What is being asked
From the first line of the material through the line containing "positive clicks: (707, 271)", restate everything word for word and nothing more.
Top of Material provided
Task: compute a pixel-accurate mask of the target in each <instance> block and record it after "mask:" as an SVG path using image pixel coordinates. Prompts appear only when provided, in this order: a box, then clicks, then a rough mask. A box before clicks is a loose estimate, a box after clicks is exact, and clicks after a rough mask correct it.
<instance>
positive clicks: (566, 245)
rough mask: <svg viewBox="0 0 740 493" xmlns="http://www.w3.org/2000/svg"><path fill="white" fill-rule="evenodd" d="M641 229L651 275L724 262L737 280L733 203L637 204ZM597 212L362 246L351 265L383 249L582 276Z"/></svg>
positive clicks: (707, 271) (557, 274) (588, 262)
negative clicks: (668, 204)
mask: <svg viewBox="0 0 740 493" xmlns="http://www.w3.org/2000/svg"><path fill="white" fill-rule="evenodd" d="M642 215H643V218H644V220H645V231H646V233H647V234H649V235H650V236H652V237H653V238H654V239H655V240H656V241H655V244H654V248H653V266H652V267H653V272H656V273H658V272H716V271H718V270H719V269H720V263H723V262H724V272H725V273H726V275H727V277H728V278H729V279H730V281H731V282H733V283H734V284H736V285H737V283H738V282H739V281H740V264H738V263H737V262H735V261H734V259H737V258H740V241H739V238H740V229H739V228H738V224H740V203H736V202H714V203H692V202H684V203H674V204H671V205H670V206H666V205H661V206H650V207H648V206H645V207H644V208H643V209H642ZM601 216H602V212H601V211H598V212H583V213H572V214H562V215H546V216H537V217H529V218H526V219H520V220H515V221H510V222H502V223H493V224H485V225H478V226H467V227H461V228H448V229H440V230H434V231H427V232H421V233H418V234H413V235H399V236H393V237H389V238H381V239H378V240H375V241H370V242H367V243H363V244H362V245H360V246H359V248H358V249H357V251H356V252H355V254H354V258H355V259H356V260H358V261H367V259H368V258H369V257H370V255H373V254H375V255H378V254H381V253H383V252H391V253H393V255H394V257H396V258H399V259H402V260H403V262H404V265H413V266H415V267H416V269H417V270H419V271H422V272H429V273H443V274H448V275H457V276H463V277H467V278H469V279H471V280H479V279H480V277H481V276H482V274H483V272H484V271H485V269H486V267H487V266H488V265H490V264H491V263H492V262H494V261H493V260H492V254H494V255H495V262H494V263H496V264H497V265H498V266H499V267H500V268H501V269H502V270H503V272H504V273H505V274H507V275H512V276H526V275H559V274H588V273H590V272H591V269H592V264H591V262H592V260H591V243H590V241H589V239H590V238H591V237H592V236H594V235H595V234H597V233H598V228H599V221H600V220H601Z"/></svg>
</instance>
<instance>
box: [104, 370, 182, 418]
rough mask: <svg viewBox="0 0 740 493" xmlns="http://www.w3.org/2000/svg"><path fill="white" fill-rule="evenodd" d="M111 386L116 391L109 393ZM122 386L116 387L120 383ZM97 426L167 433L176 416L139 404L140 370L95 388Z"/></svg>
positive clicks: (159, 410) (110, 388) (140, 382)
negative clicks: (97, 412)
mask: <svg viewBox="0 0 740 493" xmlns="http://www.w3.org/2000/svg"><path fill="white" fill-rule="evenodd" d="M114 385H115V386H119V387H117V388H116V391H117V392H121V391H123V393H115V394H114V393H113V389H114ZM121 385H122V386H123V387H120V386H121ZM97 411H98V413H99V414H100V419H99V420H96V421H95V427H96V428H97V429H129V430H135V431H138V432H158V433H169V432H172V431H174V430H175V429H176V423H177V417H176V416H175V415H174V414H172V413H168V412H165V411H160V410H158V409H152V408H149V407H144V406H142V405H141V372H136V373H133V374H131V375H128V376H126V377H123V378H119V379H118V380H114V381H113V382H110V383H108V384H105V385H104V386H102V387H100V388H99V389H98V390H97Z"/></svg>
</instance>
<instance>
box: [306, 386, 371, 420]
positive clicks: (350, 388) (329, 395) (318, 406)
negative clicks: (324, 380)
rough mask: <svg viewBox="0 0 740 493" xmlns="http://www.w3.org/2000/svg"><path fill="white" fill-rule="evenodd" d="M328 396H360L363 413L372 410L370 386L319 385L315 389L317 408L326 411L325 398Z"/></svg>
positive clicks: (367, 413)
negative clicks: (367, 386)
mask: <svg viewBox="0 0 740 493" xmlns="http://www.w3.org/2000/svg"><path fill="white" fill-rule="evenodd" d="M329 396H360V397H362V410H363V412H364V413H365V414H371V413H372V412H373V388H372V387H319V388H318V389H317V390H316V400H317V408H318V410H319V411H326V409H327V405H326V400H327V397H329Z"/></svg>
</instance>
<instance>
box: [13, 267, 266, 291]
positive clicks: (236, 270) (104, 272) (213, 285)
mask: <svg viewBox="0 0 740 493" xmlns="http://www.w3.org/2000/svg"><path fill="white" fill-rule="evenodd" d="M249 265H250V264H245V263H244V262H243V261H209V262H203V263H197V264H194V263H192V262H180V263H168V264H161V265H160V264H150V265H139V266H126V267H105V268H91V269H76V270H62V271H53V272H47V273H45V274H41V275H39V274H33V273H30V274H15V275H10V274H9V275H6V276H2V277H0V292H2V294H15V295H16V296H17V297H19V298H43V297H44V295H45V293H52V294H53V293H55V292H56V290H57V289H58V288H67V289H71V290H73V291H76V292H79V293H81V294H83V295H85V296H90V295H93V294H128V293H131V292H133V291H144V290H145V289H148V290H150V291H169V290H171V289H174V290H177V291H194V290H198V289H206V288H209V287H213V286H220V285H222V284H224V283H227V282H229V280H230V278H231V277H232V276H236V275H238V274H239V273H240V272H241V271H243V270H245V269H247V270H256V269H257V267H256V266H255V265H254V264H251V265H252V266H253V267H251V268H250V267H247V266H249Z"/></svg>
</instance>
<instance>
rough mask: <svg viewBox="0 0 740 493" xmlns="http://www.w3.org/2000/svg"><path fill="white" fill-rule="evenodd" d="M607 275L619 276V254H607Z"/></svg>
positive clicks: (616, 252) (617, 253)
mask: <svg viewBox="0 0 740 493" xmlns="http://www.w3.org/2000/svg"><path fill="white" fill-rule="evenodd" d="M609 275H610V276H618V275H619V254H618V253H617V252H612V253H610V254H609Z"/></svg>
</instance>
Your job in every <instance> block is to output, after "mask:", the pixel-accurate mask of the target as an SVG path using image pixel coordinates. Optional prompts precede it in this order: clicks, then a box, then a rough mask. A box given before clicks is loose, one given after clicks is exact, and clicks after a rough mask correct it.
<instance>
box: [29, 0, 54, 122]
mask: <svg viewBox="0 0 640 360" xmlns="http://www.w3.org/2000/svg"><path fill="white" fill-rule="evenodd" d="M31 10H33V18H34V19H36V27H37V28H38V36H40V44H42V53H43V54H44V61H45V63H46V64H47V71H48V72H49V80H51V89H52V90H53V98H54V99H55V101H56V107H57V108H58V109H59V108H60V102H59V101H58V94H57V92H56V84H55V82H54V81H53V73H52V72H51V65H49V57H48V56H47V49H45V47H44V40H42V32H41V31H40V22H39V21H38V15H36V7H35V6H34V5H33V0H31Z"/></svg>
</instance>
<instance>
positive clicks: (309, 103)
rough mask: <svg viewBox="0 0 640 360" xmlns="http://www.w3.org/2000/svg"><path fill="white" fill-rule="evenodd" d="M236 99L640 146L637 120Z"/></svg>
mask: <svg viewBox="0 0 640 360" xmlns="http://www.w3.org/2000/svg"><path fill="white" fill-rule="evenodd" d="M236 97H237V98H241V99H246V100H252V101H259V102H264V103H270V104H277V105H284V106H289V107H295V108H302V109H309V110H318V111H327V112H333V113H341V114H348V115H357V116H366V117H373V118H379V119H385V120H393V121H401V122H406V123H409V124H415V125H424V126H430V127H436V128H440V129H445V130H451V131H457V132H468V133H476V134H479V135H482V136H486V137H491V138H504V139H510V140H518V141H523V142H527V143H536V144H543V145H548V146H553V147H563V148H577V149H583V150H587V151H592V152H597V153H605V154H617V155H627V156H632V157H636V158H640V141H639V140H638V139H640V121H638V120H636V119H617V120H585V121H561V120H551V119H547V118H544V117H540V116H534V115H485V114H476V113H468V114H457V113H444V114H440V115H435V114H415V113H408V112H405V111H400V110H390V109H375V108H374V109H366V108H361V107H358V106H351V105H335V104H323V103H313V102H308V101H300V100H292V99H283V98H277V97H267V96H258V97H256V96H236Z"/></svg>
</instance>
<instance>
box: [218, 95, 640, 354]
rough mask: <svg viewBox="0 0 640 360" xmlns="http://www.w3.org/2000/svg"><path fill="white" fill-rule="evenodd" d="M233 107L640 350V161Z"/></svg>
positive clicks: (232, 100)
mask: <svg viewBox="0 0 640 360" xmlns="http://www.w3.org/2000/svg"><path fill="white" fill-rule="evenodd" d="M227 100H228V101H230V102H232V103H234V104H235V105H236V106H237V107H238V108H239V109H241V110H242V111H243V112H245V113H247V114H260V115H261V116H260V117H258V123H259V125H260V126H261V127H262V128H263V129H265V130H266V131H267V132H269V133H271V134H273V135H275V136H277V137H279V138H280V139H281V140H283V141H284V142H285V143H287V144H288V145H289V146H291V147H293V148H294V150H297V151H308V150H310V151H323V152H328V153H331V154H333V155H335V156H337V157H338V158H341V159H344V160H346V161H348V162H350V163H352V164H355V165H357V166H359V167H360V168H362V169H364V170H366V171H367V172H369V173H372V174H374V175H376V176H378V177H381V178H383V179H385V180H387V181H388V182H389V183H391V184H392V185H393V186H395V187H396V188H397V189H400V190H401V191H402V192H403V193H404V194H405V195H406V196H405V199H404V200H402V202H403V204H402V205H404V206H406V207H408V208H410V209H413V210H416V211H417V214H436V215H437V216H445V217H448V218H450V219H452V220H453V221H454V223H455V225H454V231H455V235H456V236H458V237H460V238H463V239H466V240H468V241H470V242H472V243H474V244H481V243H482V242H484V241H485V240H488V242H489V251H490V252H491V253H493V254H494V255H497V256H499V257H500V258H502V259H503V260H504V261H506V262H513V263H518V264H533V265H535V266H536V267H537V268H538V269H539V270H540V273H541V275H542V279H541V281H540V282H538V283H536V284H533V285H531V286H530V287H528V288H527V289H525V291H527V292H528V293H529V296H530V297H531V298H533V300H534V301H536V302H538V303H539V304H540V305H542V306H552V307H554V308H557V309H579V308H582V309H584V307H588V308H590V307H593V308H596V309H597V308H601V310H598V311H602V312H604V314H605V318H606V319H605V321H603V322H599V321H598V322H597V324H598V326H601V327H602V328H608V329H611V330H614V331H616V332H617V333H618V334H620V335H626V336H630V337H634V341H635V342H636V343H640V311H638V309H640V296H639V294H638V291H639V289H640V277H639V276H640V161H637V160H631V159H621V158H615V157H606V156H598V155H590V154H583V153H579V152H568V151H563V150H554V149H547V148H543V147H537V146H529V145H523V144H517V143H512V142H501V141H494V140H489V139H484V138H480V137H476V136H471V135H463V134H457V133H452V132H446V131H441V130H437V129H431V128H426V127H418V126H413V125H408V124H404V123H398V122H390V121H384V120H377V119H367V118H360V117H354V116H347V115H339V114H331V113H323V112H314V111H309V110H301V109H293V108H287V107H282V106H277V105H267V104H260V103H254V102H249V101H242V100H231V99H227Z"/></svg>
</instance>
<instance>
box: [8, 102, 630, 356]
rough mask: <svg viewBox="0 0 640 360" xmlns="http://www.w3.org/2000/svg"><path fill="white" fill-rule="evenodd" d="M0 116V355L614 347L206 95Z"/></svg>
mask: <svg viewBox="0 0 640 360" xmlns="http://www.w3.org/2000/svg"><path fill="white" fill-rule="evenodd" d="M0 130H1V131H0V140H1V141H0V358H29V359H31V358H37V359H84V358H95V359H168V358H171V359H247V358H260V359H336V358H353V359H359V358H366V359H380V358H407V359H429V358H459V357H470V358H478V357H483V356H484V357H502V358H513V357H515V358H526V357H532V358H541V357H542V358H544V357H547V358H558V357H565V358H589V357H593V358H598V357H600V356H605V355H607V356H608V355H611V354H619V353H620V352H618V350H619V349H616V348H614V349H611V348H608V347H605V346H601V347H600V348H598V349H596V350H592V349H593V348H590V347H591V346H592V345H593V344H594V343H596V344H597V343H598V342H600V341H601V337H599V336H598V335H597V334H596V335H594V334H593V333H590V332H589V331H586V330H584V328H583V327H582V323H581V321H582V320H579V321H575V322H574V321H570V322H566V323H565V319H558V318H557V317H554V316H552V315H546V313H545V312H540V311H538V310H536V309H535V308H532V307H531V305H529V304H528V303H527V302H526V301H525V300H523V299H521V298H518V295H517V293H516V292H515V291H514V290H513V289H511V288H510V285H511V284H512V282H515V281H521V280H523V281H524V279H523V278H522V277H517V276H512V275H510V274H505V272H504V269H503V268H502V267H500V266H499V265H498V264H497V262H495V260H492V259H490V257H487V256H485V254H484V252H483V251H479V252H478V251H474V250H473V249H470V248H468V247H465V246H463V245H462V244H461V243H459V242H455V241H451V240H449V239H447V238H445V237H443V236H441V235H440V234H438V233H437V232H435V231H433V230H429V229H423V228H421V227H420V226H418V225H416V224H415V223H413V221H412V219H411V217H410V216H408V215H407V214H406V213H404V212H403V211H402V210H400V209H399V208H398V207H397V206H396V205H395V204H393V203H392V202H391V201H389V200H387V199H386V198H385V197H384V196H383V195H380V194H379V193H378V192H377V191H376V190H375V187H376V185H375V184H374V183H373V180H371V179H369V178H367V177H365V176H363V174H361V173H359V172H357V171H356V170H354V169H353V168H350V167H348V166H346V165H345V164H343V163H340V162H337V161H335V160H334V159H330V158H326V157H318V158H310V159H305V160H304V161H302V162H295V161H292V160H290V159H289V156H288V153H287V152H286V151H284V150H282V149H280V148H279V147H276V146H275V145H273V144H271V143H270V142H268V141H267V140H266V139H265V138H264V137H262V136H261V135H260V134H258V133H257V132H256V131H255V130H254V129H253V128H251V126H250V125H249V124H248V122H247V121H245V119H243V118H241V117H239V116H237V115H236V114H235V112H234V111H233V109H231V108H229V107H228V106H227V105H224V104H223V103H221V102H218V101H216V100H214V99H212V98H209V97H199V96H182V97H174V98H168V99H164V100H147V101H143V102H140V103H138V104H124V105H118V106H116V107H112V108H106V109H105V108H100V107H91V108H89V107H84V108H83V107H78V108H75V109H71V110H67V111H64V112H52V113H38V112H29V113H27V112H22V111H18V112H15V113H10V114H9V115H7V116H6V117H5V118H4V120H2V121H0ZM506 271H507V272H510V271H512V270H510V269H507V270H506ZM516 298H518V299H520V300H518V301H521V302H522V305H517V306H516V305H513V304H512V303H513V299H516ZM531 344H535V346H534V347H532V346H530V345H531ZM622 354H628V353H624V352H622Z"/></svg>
Bottom of Material provided
Task output
Task: compute a pixel-accurate mask of the target in each <instance> block and record it after "mask:" as an SVG path using image pixel coordinates. Prompts appear only when provided, in this order: a box, then clicks, then a rough mask. A box before clicks is a loose estimate, a box after clicks is exact, and clicks after a rough mask correct it.
<instance>
positive clicks: (566, 245)
rough mask: <svg viewBox="0 0 740 493" xmlns="http://www.w3.org/2000/svg"><path fill="white" fill-rule="evenodd" d="M641 229L651 275L724 262L737 280L733 203L637 204ZM597 212L362 246L351 265L383 249L582 276Z"/></svg>
positive clicks: (707, 271) (557, 274) (588, 262)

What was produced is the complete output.